## Избранный фрагмент
- - - - - - -
По предложению отца наместника Троицкой Лавры, я отпевал его в Скитской церкви и похоронил в Тарбеевской пустыни, в нижней церкви Параклита, на правой стороне.
Когда в последний раз отец игумен гостил у нас на Угреше, он рассказывал о своем келейнике, послушнике Савватии, следующее. Савватий, прислуживавший отцу игумену, был крепостной человек Василия Дмитриевича Олсуфьева. Будучи уволен, он вступил в Гефсиманский скит, когда ему было около 20 лет от роду; он был от природы скромный, честный, грамотный, жил под старчеством отца Илариона. Прислуживая отцу игумену, он имел и другие послушания, и когда он сделался болен, его отправили в Лаврскую больницу, где, после непродолжительной болезни, он умер, исполнив, как следует, весь долг христианский. В последний день его жизни у него был скитский монах, с которым он послал всем старцам и братиям поклон, хотя, по-видимому, ничего предсмертного в нем не было заметно. Немного времени спустя монах опять зашел к нему, но нашел его уже умершим. Так как он был из скита, то его наскоро положили в гроб и отправили в скит. Когда для того, чтобы его опрятать, открыли гроб, на всех пахнуло благоуханием; многие из старцев усомнились, но когда, желая убедиться, они посетили его, то действительно должны были убедиться, что от тела его исходило благоухание. Отец игумен, рассказывавший мне это обстоятельство, говорил мне, что когда ему рассказали, что Савватий умер, привезен в скит и что от его тела кипарисное благоухание, он долго не хотел верить и пошел уже тогда, как один из скитских старцев стал упрекать его в неверии, и тем убедил его сходить. Пришедши, он положил земной поклон, чтобы испросить прощение в своем неверии, но все еще не вполне убежденный, он положил в гроб свой платок, который тотчас стал пахнуть кипарисом, и это благоухание сохранял долгое время, так что, будучи принесен им в келью, он не утратил своего благоухания. Этот молодой послушник особыми подвигами не отличался, но при отсечении воли жил в беспрекословном послушании и имел всегдашнюю устную молитву. Таковые проявления очевидно свидетельствуют о богоугодности подобных подвигов. В наше время многие отрицают пользу монашества, а между монашествующими есть люди, которые отрицают пользу подвигов: им-то Господь и посылает подобные знамения, верующим во утверждение, а неверующим во осуждение.
- - - - - - -
## Данные для анализа

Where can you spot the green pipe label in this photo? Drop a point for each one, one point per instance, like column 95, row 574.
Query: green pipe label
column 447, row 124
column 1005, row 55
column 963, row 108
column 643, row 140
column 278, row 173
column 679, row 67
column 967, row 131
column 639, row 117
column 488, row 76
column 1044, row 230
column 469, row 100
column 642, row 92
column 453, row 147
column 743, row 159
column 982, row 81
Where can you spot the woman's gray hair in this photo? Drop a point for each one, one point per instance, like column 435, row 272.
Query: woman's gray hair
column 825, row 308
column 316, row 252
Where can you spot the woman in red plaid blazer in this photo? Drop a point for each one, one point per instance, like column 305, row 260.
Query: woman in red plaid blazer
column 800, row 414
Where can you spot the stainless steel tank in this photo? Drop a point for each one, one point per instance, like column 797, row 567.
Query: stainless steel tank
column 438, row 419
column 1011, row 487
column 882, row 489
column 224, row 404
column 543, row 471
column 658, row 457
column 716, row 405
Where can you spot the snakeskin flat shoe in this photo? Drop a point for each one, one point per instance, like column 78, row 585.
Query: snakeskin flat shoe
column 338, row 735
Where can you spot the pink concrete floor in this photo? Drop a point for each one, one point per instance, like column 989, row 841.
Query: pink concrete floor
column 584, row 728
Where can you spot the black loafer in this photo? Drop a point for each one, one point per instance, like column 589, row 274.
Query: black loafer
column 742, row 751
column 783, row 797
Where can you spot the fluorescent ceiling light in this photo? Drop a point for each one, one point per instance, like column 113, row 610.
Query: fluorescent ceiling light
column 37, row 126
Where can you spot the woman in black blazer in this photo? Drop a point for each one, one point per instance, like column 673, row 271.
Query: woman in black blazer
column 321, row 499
- - - - - - -
## Суть задания
Перепишите избранный фрагмент целиком, не изменяя в нем ни слова и ни одного знака.

## Ответ
По предложению отца наместника Троицкой Лавры, я отпевал его в Скитской церкви и похоронил в Тарбеевской пустыни, в нижней церкви Параклита, на правой стороне.
Когда в последний раз отец игумен гостил у нас на Угреше, он рассказывал о своем келейнике, послушнике Савватии, следующее. Савватий, прислуживавший отцу игумену, был крепостной человек Василия Дмитриевича Олсуфьева. Будучи уволен, он вступил в Гефсиманский скит, когда ему было около 20 лет от роду; он был от природы скромный, честный, грамотный, жил под старчеством отца Илариона. Прислуживая отцу игумену, он имел и другие послушания, и когда он сделался болен, его отправили в Лаврскую больницу, где, после непродолжительной болезни, он умер, исполнив, как следует, весь долг христианский. В последний день его жизни у него был скитский монах, с которым он послал всем старцам и братиям поклон, хотя, по-видимому, ничего предсмертного в нем не было заметно. Немного времени спустя монах опять зашел к нему, но нашел его уже умершим. Так как он был из скита, то его наскоро положили в гроб и отправили в скит. Когда для того, чтобы его опрятать, открыли гроб, на всех пахнуло благоуханием; многие из старцев усомнились, но когда, желая убедиться, они посетили его, то действительно должны были убедиться, что от тела его исходило благоухание. Отец игумен, рассказывавший мне это обстоятельство, говорил мне, что когда ему рассказали, что Савватий умер, привезен в скит и что от его тела кипарисное благоухание, он долго не хотел верить и пошел уже тогда, как один из скитских старцев стал упрекать его в неверии, и тем убедил его сходить. Пришедши, он положил земной поклон, чтобы испросить прощение в своем неверии, но все еще не вполне убежденный, он положил в гроб свой платок, который тотчас стал пахнуть кипарисом, и это благоухание сохранял долгое время, так что, будучи принесен им в келью, он не утратил своего благоухания. Этот молодой послушник особыми подвигами не отличался, но при отсечении воли жил в беспрекословном послушании и имел всегдашнюю устную молитву. Таковые проявления очевидно свидетельствуют о богоугодности подобных подвигов. В наше время многие отрицают пользу монашества, а между монашествующими есть люди, которые отрицают пользу подвигов: им-то Господь и посылает подобные знамения, верующим во утверждение, а неверующим во осуждение.